To do.
There is a line containing "Note: for every instance of the white painted" in the records below. Repeat it and every line after it, exactly, through the final line, but no pictures.

Point-per-instance localization data.
———

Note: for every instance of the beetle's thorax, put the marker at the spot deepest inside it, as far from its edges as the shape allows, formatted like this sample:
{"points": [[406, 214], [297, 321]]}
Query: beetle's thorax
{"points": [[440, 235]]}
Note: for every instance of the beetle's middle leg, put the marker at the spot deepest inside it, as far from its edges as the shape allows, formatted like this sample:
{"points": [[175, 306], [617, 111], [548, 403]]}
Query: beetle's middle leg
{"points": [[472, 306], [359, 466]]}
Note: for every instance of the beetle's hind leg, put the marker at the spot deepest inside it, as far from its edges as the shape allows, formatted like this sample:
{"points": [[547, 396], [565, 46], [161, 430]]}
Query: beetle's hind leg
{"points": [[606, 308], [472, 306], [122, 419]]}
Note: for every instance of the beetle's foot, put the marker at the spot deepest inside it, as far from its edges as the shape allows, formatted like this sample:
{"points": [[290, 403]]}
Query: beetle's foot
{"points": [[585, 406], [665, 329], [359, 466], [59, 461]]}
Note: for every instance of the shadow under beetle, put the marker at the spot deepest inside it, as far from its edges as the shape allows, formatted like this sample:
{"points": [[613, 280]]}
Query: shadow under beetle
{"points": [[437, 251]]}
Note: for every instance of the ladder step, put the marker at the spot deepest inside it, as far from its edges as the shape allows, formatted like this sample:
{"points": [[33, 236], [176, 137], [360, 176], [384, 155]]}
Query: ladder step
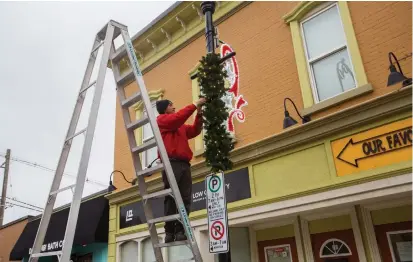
{"points": [[171, 244], [47, 254], [62, 189], [150, 171], [145, 146], [119, 54], [132, 100], [158, 194], [75, 135], [86, 88], [138, 123], [97, 47], [164, 219]]}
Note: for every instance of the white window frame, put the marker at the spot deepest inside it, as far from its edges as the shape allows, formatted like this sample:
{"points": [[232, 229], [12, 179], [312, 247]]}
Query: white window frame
{"points": [[389, 240], [334, 255], [144, 154], [278, 246], [324, 55]]}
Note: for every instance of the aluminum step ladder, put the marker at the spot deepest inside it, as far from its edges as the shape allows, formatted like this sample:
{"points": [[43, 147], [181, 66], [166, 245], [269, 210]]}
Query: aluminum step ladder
{"points": [[105, 38]]}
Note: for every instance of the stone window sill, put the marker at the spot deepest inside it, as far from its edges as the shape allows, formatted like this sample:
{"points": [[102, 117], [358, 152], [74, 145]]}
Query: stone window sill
{"points": [[362, 90]]}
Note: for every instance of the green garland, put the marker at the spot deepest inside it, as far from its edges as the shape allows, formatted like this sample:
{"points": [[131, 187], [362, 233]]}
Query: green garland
{"points": [[211, 75]]}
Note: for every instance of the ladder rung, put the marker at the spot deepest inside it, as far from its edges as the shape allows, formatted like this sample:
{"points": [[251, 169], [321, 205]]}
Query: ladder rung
{"points": [[47, 254], [150, 171], [75, 135], [145, 146], [158, 194], [97, 47], [86, 88], [171, 244], [163, 219], [138, 123], [119, 54], [62, 189], [132, 100]]}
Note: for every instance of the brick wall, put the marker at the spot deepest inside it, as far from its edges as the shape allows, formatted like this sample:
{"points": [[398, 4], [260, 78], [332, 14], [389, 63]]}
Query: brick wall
{"points": [[268, 71]]}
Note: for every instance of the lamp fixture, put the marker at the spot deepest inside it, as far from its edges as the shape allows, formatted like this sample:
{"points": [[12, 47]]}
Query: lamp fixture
{"points": [[397, 76], [111, 187], [288, 120]]}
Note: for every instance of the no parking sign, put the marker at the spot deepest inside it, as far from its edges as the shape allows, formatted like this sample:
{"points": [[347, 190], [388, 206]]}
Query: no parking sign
{"points": [[217, 214]]}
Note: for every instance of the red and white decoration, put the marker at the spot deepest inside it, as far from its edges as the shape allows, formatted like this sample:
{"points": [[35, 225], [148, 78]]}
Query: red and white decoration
{"points": [[234, 100]]}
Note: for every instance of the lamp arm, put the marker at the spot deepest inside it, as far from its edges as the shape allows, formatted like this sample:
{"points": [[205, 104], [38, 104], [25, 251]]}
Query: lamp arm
{"points": [[285, 107], [110, 179], [397, 61]]}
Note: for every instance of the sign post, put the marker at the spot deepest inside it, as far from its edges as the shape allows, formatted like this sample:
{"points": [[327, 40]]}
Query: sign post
{"points": [[217, 214]]}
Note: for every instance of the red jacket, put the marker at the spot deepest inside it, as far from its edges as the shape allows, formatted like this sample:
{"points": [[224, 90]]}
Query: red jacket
{"points": [[176, 134]]}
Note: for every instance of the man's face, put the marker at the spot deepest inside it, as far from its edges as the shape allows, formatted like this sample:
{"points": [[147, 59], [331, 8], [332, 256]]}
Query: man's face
{"points": [[170, 109]]}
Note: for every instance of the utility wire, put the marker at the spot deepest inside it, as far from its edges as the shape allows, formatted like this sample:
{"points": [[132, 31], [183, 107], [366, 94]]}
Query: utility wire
{"points": [[24, 203], [12, 205], [50, 170]]}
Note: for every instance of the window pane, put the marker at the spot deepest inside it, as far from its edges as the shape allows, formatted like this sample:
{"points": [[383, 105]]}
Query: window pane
{"points": [[178, 253], [333, 75], [151, 155], [147, 249], [129, 252], [323, 33]]}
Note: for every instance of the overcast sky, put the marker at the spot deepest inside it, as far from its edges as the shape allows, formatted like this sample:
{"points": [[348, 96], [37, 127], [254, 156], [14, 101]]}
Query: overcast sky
{"points": [[44, 50]]}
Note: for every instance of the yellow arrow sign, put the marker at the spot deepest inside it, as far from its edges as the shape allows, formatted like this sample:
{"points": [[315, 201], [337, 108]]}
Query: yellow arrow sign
{"points": [[381, 146]]}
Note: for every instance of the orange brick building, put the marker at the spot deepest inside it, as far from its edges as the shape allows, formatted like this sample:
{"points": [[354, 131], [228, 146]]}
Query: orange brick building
{"points": [[308, 185]]}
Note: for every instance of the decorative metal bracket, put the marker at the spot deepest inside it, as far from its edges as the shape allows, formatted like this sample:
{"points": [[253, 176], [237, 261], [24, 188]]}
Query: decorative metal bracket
{"points": [[153, 44], [168, 36], [181, 22], [201, 16]]}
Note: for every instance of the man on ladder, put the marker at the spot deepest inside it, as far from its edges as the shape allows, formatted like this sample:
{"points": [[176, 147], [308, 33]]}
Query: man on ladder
{"points": [[175, 135]]}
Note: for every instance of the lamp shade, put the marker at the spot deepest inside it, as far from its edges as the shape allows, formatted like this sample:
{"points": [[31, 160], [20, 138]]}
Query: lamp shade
{"points": [[288, 121], [111, 187], [395, 76]]}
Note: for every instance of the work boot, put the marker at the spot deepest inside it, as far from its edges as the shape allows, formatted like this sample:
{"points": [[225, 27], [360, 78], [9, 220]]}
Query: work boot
{"points": [[180, 236], [169, 237]]}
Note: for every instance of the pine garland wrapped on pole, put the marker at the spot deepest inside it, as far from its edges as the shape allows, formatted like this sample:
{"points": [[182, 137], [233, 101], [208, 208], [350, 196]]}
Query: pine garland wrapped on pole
{"points": [[218, 143]]}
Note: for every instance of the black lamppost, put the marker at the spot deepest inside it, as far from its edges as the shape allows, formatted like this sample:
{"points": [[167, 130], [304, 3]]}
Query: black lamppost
{"points": [[208, 9], [288, 120], [397, 76]]}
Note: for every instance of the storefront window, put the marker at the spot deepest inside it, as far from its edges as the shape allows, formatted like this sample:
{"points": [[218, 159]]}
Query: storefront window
{"points": [[280, 253], [334, 248], [400, 243], [129, 251]]}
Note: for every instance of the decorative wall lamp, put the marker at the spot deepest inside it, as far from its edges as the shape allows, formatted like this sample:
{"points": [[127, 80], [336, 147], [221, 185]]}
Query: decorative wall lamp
{"points": [[397, 76], [288, 120], [111, 187]]}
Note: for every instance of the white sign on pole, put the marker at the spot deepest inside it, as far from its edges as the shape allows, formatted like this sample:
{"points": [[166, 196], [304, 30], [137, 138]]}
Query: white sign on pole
{"points": [[217, 213]]}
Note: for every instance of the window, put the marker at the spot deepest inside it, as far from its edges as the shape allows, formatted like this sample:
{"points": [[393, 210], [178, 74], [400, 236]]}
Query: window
{"points": [[328, 60], [129, 251], [151, 154], [334, 248]]}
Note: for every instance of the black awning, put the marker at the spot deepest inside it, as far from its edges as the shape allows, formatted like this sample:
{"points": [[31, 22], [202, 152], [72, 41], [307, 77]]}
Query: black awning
{"points": [[92, 226]]}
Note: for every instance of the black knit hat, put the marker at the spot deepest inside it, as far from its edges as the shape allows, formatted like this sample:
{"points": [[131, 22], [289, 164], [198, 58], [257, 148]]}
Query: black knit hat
{"points": [[161, 105]]}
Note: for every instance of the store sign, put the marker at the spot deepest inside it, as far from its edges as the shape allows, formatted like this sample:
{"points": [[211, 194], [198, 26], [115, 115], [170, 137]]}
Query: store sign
{"points": [[381, 146], [237, 187]]}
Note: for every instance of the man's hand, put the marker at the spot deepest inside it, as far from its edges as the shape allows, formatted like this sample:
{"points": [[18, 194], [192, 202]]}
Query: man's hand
{"points": [[200, 102]]}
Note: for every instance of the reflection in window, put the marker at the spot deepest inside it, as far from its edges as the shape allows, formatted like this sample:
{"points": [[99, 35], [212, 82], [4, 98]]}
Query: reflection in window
{"points": [[331, 70]]}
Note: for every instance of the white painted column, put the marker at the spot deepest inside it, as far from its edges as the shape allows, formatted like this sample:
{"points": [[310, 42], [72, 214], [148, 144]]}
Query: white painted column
{"points": [[357, 235], [308, 249], [298, 242]]}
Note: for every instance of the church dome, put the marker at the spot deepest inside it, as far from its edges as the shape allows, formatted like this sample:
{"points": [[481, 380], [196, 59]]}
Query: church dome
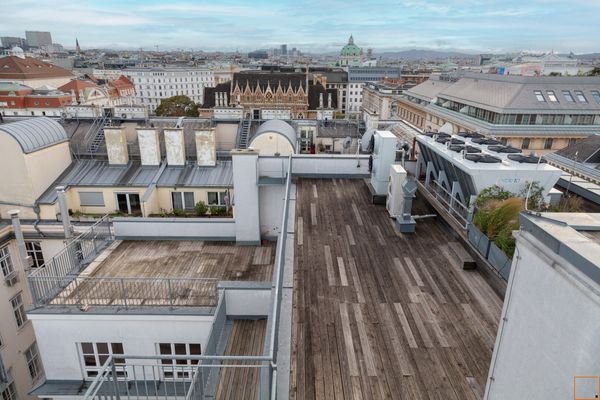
{"points": [[351, 50]]}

———

Answer to this task.
Note: for every instance of the white painted column, put the marker at the spot deepest inside it, as far from its edges as the shape allows, formatted like this sample:
{"points": [[310, 42], [72, 214], [148, 144]]}
Query: white painted column
{"points": [[357, 235], [308, 249], [298, 242]]}
Note: for every instance of the church dome, put the marker at the spot deepest inside it, as far from its edges as the shape allows, formatted like this sample:
{"points": [[481, 380], [196, 59]]}
Query: church dome
{"points": [[351, 50]]}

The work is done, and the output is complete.